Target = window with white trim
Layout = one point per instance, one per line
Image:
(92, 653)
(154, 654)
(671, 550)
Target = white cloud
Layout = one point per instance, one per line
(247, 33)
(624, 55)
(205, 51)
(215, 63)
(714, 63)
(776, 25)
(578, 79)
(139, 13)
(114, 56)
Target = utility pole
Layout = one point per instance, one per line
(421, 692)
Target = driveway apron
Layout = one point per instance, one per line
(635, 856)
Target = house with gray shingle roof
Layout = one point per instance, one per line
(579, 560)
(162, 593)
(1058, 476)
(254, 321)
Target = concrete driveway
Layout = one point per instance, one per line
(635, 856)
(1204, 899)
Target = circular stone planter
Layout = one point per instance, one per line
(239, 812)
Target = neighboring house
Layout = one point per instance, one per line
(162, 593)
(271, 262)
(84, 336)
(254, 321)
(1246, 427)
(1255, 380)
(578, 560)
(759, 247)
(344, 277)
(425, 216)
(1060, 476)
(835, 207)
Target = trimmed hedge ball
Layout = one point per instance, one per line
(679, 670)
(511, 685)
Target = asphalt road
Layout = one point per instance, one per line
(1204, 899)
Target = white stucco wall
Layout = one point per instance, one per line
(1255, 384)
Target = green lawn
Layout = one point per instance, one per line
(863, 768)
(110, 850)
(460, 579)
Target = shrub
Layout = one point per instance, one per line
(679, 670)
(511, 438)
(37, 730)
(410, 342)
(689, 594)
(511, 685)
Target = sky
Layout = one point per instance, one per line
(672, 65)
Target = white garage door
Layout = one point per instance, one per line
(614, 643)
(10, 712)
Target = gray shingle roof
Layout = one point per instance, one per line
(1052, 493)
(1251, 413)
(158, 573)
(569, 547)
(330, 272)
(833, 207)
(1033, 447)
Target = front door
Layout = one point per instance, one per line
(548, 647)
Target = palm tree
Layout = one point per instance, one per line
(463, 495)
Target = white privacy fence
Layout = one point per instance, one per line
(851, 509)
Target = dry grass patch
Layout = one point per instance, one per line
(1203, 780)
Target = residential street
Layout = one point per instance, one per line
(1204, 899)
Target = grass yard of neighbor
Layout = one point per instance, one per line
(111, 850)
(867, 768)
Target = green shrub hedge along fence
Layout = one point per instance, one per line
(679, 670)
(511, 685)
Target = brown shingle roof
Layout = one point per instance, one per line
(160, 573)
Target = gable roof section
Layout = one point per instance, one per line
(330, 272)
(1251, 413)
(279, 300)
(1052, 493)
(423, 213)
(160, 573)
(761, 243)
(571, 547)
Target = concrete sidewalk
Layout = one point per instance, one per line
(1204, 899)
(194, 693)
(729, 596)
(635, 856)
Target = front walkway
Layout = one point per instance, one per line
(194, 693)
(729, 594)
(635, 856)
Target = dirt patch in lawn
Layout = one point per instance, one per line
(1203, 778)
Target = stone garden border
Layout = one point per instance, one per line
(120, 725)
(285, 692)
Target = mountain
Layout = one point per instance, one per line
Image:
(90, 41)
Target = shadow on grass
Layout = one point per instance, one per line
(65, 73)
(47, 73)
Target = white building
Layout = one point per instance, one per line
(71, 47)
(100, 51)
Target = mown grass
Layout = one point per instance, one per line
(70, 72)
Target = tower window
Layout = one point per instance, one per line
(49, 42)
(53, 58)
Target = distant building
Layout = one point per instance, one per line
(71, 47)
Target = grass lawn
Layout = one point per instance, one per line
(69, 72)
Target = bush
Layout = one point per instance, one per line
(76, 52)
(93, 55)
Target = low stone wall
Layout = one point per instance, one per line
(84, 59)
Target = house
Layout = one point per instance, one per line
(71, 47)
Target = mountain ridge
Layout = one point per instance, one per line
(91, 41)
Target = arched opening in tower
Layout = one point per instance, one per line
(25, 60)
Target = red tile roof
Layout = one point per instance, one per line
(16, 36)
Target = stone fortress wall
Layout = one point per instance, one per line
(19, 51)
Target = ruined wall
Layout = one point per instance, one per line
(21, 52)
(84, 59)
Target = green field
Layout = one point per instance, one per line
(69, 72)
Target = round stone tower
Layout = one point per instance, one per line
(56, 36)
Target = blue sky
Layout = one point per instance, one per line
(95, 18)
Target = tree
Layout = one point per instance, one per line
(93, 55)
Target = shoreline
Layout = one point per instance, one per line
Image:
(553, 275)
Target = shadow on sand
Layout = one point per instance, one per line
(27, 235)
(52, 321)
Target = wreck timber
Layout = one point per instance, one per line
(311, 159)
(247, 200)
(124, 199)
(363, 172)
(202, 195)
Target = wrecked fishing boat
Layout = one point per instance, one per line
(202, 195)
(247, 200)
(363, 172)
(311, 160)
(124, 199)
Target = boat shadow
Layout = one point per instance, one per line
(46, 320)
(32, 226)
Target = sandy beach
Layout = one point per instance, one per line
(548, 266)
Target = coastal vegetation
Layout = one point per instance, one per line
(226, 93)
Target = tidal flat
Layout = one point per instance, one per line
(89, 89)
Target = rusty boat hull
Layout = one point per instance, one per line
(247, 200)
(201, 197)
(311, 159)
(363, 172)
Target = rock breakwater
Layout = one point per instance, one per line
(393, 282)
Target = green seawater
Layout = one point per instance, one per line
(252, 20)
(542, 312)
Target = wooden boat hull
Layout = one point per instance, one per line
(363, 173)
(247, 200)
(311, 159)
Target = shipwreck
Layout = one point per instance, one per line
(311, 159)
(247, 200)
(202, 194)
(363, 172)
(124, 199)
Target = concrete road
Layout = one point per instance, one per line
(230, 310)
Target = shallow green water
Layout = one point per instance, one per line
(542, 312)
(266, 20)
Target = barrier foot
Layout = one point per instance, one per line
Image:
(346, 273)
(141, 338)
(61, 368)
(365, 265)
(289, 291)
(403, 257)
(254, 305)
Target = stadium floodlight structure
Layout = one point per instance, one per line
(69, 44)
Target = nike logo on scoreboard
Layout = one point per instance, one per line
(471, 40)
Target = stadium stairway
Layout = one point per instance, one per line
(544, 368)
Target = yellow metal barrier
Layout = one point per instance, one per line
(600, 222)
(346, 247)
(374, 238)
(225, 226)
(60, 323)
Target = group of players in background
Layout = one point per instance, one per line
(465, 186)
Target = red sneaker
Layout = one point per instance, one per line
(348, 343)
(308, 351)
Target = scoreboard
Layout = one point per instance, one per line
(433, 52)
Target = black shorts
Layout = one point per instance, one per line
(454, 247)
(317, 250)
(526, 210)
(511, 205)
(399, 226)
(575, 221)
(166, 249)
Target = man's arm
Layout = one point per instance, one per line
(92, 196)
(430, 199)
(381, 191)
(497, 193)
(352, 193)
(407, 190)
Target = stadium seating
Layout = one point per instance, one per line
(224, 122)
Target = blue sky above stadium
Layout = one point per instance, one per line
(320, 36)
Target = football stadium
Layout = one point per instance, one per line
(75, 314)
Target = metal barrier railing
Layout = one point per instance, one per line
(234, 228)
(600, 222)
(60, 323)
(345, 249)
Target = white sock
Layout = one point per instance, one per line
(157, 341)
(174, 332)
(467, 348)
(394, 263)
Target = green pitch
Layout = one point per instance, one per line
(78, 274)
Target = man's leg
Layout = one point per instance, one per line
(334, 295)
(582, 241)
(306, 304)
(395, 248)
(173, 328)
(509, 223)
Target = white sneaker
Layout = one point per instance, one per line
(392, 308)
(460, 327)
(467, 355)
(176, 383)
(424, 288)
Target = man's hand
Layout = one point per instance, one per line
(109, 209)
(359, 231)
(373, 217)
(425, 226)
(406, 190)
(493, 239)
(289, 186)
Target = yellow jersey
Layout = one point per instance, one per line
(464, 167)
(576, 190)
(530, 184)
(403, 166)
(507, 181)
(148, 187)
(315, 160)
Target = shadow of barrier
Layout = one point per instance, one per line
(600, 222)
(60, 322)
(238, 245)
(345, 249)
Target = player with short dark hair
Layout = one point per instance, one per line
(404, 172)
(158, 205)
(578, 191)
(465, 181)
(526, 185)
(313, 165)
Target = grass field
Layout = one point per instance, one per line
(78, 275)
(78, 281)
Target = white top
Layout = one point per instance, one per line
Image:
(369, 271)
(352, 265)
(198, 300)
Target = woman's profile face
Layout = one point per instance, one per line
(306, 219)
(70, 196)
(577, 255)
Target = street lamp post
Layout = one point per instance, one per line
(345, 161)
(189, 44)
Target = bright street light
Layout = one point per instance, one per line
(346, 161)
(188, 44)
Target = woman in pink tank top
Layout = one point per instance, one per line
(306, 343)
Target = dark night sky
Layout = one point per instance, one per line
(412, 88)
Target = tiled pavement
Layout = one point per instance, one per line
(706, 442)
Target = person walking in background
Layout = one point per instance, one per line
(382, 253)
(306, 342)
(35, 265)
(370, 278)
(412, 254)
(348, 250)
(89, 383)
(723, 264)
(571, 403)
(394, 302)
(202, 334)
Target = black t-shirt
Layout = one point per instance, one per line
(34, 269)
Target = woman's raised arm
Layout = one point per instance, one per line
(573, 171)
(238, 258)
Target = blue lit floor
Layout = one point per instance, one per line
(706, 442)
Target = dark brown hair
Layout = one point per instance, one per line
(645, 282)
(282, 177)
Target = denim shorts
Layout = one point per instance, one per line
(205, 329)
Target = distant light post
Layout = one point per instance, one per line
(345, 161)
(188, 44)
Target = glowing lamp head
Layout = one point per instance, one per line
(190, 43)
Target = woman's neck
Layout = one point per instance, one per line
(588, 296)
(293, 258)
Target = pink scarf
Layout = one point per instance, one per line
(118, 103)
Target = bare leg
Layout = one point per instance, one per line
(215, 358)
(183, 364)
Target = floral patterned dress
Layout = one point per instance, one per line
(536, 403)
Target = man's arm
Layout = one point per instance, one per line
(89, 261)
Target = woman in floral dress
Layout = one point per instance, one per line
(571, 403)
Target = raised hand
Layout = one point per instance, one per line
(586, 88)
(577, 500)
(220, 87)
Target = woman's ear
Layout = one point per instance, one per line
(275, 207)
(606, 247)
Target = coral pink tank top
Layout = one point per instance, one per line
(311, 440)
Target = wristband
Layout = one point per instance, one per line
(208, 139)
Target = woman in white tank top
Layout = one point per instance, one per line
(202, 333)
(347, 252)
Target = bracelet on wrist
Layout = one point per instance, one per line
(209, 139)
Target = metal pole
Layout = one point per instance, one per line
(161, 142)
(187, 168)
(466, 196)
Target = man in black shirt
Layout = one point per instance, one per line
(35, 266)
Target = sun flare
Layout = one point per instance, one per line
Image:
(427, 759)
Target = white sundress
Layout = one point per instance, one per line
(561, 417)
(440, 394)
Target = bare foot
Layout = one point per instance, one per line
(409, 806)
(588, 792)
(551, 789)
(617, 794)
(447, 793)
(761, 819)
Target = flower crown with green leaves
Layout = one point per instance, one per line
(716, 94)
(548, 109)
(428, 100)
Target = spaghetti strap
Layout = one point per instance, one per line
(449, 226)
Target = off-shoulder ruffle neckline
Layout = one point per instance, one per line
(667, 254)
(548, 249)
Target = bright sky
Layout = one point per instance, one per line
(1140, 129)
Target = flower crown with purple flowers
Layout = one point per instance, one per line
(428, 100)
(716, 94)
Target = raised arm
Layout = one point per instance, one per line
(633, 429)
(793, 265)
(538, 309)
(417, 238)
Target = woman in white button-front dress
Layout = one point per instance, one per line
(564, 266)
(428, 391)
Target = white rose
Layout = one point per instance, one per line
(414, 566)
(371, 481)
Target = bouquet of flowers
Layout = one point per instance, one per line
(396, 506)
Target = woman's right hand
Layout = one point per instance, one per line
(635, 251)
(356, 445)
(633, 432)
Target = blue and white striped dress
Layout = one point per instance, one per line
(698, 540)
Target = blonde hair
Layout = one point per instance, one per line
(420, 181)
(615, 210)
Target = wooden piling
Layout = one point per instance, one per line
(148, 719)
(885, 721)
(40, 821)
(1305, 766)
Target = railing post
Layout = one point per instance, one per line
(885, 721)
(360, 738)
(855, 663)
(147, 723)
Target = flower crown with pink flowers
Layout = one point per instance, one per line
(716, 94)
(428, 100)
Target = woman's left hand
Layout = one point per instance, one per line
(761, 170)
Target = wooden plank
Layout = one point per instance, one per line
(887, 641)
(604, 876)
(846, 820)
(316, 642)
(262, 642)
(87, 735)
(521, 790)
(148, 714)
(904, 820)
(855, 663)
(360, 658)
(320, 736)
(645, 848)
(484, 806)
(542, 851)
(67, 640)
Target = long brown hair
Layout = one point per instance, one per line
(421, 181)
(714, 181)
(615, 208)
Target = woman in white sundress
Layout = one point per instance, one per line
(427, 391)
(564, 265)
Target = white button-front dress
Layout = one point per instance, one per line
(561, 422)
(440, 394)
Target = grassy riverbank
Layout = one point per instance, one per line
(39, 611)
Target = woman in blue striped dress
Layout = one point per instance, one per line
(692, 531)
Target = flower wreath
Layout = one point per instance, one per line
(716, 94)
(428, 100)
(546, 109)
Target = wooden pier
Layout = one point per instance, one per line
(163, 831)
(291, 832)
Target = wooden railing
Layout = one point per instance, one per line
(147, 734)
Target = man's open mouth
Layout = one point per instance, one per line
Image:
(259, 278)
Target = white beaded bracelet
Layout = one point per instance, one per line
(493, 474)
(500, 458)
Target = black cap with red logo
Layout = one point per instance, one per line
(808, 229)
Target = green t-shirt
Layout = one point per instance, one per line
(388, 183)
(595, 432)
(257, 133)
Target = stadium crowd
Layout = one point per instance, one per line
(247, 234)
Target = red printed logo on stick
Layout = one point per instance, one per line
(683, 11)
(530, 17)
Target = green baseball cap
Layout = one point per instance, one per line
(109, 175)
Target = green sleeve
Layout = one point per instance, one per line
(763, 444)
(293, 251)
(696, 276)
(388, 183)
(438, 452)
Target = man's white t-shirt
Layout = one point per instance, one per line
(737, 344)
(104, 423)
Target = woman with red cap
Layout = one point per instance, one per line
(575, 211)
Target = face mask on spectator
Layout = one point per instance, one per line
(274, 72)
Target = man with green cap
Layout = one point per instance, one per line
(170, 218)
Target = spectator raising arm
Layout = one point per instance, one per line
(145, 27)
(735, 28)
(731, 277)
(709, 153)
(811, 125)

————————

▶ **Task directions**
In the entries above, the lines between the one holding "Target = green lawn" and the one holding "Target = shadow on grass", inclusive, are to be printed exactly as written, and those alone.

▶ **Answer for the task**
Target = green lawn
Layout = one point per instance, one per line
(863, 768)
(110, 850)
(460, 579)
Target = shrub
Layout = one point per instance, one per line
(679, 670)
(511, 438)
(37, 730)
(410, 342)
(689, 594)
(511, 685)
Target = sky
Layout = one point per instance, one per line
(672, 65)
Target = white garage door
Layout = one point per instance, one per line
(614, 643)
(10, 712)
Target = gray shingle roof
Layout = one point per instance, one per line
(1052, 493)
(1251, 413)
(158, 573)
(569, 547)
(330, 272)
(833, 207)
(1033, 447)
Target = front door
Layout = one point per instance, one per line
(548, 647)
Target = palm tree
Layout = one point per instance, one per line
(463, 495)
Target = white privacy fence
Layout = one point per instance, one per line
(851, 509)
Target = dry grass patch
Layout = one point per instance, one per line
(1203, 780)
Target = residential street
Layout = one point per instance, one per line
(1204, 899)
Target = grass yard of neighbor
Layout = one point per instance, one per line
(111, 850)
(867, 768)
Target = green shrub hedge along fence
Layout = one point per instance, one per line
(679, 670)
(511, 685)
Target = brown shingle roof
Layout = one point per instance, one per line
(160, 573)
Target = gable roof section
Layout = one point per instance, one per line
(330, 272)
(1251, 413)
(279, 300)
(1052, 493)
(423, 213)
(160, 573)
(761, 243)
(571, 547)
Target = concrete sidewalk
Layout = one point per instance, one per line
(1204, 899)
(194, 693)
(729, 596)
(635, 856)
Target = front walkway
Layout = one point per instance, one per line
(194, 693)
(729, 594)
(635, 856)
Target = dirt patch in lawn
Layout = one point per instance, one per line
(1203, 778)
Target = stone garden border
Layout = one point per instance, one per line
(120, 725)
(285, 692)
Target = mountain
Layout = one point per instance, one per line
Image:
(90, 41)
Target = shadow on grass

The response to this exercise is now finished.